Our schools, for better or for worse, reflect our priorities as a society and should be spaces where students and teachers discuss what those priorities should be. In other words, even if we disagree about what to do about our culture of violence in the US, we should still support the rights of all citizens to participate in peaceful protests. There are many ways to respectfully include those who choose not to march or walkout. We can begin by engaging with them in dialogue about civic participation as well as debates about the root causes of gun violence and what to do about it.
In fact, those of us who work in schools and universities need to carve out time in our classes to research and discuss the root causes that have created a culture of violence in the US. Doing so would allow students to participate in an informed discussion about how to address the root causes of gun violence in our society. Such a conversation would examine the larger issues of public safety, the culture of violence in the US that equates masculinity with guns, bullying in schools and on campuses, violence against women in our society, the increase in militarism in schools that serve our most vulnerable youth (e.g, ROTC programs, military-run schools, junior police academies, etc.), state sanctioned violence through policing, and, perhaps, most importantly, the systemic racism that blinds us to the effects of gun violence in poor communities of color.
These national protests are the first step toward a public conversation about these root causes—a step that can help lead to the enactment of a public safety plan to reduce gun violence in the US. Such a plan would emerge from what we currently know about gun safety and gun violence prevention. Such a plan would also align with the views of a majority of Americans who believe in things like background checks for all gun buyers (93%), a ban on the sale of guns to anyone convicted of a violent crime (88%), and for waiting periods for all gun purchases (72%).
I urge all educators and advocates to take this moment to not only voice your support for civic engagement (no matter which side of the debate you’re on), but also take concrete steps to engage in the public gun safety debate. There are many ways to get involved, and we shouldn’t let this moment pass in silence.

## [EXERCISE TASKS]
(1) Translate this sentence from the piece on gun violence and school protests into Spanish: "Such a plan would emerge from what we currently know about gun safety and gun violence prevention."
(2) Retype the part of the piece on gun violence and school protests starting with "In fact, those" and going on through "communities of color.".
(3) Write what comes next in the piece on gun violence and school protests, picking up after its last sentence.
You won't need the material after this point.

## [DATA SEGMENT]
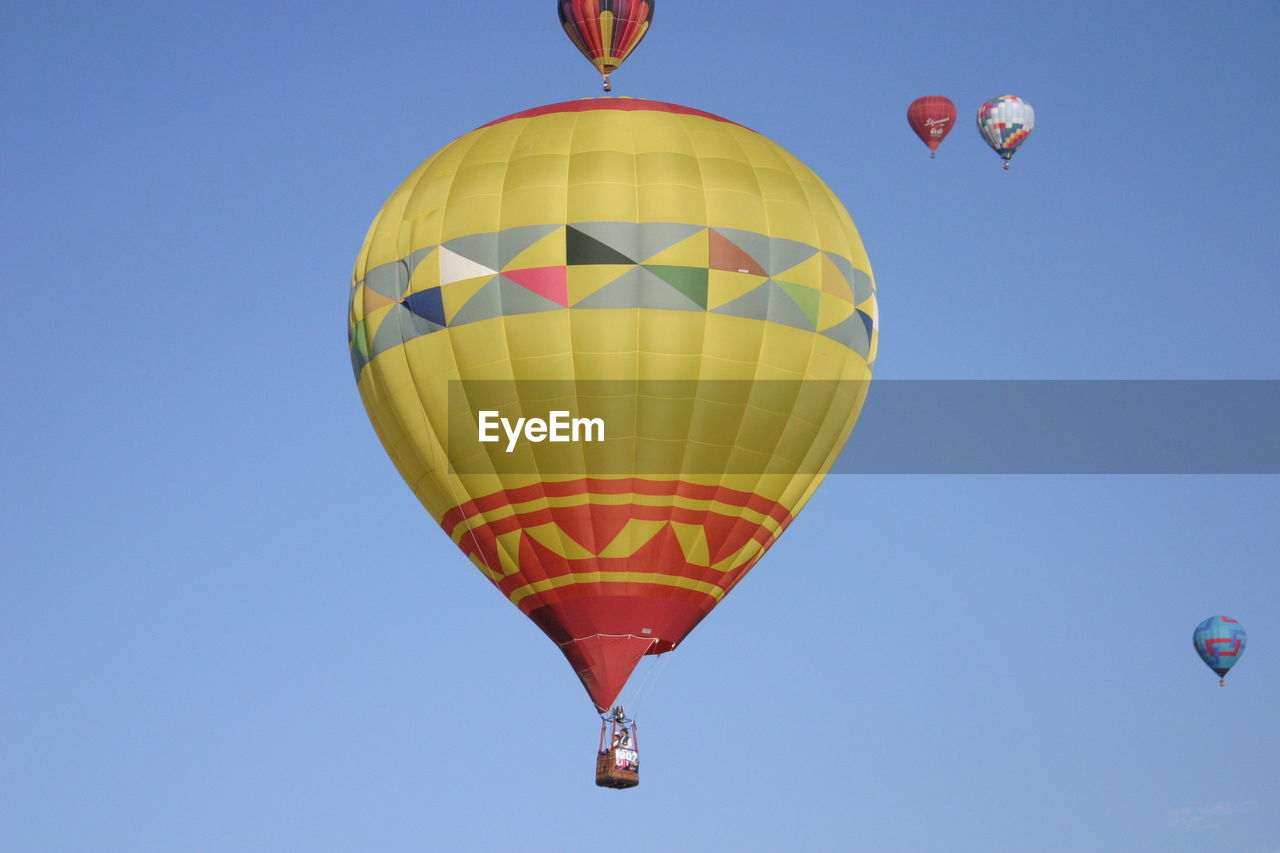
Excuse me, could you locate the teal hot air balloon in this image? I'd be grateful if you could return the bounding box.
[1192,616,1248,686]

## [ANSWERS BY ITEM NUMBER]
(1) Un plan así surgiría de lo que sabemos actualmente sobre la seguridad con las armas y la prevención de la violencia armada.

(2)
In fact, those of us who work in schools and universities need to carve out time in our classes to research and discuss the root causes that have created a culture of violence in the US. Doing so would allow students to participate in an informed discussion about how to address the root causes of gun violence in our society. Such a conversation would examine the larger issues of public safety, the culture of violence in the US that equates masculinity with guns, bullying in schools and on campuses, violence against women in our society, the increase in militarism in schools that serve our most vulnerable youth (e.g, ROTC programs, military-run schools, junior police academies, etc.), state sanctioned violence through policing, and, perhaps, most importantly, the systemic racism that blinds us to the effects of gun violence in poor communities of color.

(3)
This is an important moment for our nation, and students and teachers have an opportunity to not only debate the issue of public safety, but also get involved in a process of democratic policy making. Doing so would not only encourage teachers to teach about the power of civic engagement, but also provide an opportunity for students to see firsthand the importance of civic action in a democracy.
We need look no further than our own national history to know the power and promise of civic engagement. It has always been through a combination of careful study and vigorous debate combined with direct civic action that citizens have worked to shape their world for the better. If we don’t teach our students how to be citizens now, when will they learn to do it?
Brian Charest, PhD, currently teaches at the University of Redlands, where he is an Assistant Professor in the Department of Teaching and Learning in the School of Education. He is an advocate for publicly funded education and supports efforts to empower marginalized groups and disrupt structural inequalities. He has presented locally and nationally and published articles on teaching, ecological schooling, civic engagement, community organizing, social justice, ethics, and radical pragmatism. Charest is a former public high school teacher who has taught in both Chicago and Seattle.